**Work instructions**
Copy out every one of the entries below word for word, line by line, leaving out the pictures.

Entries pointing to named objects
^^^^^^^^
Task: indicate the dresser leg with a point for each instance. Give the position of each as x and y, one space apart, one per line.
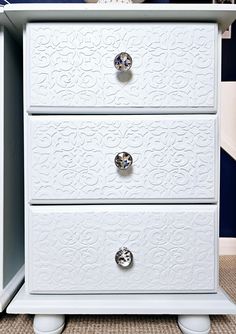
48 324
194 324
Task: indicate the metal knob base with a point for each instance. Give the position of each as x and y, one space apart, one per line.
123 62
124 257
123 160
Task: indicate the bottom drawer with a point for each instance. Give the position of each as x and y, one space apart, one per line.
72 249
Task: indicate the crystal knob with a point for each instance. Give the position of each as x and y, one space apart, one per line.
124 257
123 160
123 62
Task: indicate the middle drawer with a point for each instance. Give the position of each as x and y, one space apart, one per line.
71 159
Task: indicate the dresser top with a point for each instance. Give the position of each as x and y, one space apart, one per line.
19 14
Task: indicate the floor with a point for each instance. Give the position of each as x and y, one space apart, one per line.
22 324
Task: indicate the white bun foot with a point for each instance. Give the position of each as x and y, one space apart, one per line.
194 324
49 324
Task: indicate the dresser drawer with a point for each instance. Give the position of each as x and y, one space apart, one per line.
70 67
72 249
71 159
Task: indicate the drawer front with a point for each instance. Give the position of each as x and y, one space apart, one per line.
70 67
72 249
71 159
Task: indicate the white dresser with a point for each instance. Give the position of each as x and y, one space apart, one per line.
11 165
122 163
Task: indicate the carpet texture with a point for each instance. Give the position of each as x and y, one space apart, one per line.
22 324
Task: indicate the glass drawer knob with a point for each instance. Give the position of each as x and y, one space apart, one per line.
124 257
123 160
123 62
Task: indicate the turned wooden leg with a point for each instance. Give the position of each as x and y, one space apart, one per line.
49 324
194 324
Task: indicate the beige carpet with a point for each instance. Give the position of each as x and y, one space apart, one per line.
22 324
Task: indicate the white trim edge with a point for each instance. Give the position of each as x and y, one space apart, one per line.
12 287
227 246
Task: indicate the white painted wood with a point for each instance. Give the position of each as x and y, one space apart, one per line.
173 67
23 13
227 246
49 324
5 22
11 169
228 117
215 303
71 249
11 288
71 159
194 324
1 151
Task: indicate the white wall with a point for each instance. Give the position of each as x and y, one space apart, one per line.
228 117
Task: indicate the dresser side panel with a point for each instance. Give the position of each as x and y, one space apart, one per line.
13 160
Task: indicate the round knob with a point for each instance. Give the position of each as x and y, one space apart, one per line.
124 257
123 62
123 160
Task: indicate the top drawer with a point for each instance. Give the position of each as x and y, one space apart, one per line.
70 67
^^^^^^^^
**Exercise output**
Task: indicate the dresser leg with a point for each instance. Give the position of each as x and y, one space apart, one per line.
48 324
194 324
Task: indicate the metal knob base with a point for each instance. Give the position of each as x and y, one space apart, one per line.
123 62
124 257
123 160
Task: indicate the bottom drawer with a point for each instance. Give the position of each as x and y, one space apart, one per line.
72 249
Task: indicate the crystal knob with a point for each instance. Give the position of each as x and y, one space apart, one per line.
124 257
123 160
123 62
Task: indicate the middle drawer with a point for each instance. Give the position of each as x and y, one space apart, one per line.
71 159
Task: indicate the dresser top with a point for each instance. Give the position of each as x and y, one space apart, one per line.
19 14
Task: indicate the floor with a point for each instance. Give the position of each as x and y, one space apart, one per line.
22 324
Task: indicate the white bun foot with a point for each instance. Give the position of each as x and y, one space apart, one per line.
194 324
49 324
Task: indicate the dresser drawer with a point for each instance. Give the position of each as x and y, one space apart, one per line.
70 67
72 249
71 159
Task: indicate the drawer front with a point for each instance. Give the position of each as x and y, one space apart, one per line.
70 67
72 249
71 159
Task: indicate the white dresser with a point for each instance. Give the position of each as x and y, one space apart, one per line.
11 165
122 163
Task: indicate the carpet texture with a point for each instance. Give the position of each as x and y, one space apart, one per line.
22 324
Task: indicate the glass drawer knob with a point for each instance. Give the position of each as x and y, one space apart, one per line.
124 257
123 160
123 62
Task: indicate the turned wooden leg with a point for each instance. Give the position of each as x and y, one space apart, one per line.
49 324
194 324
Task: indicate the beige carpet with a point for each instance. Give the position of each as x and y, one space apart, one per line.
22 324
Task: indicate the white trim edge with a point for each instance. Give the position of each as x and y, one space apart, one per line.
12 287
227 246
Task: indicate the white painted wood with a point for each instance. Give the position of each as x and y, one space apart, one per line.
173 67
23 13
227 246
49 324
5 22
11 169
228 117
215 303
71 249
11 288
71 159
194 324
1 151
Task: indicate the white wall with a point for each instance. Give the position of each as x and y, one space apart, one per line.
228 117
Task: indicate the dresser side panel with a point for each instance. Give the position of each as x and y, one space apart, one per line.
13 160
Task: indicate the round knob with a point for each instance. Give the position of each as x and y, one space apart, one per line.
124 257
123 62
123 160
Task: indicate the top drawer with a point for each instance. Give the position of each as x and y, one space apart, one per line.
70 67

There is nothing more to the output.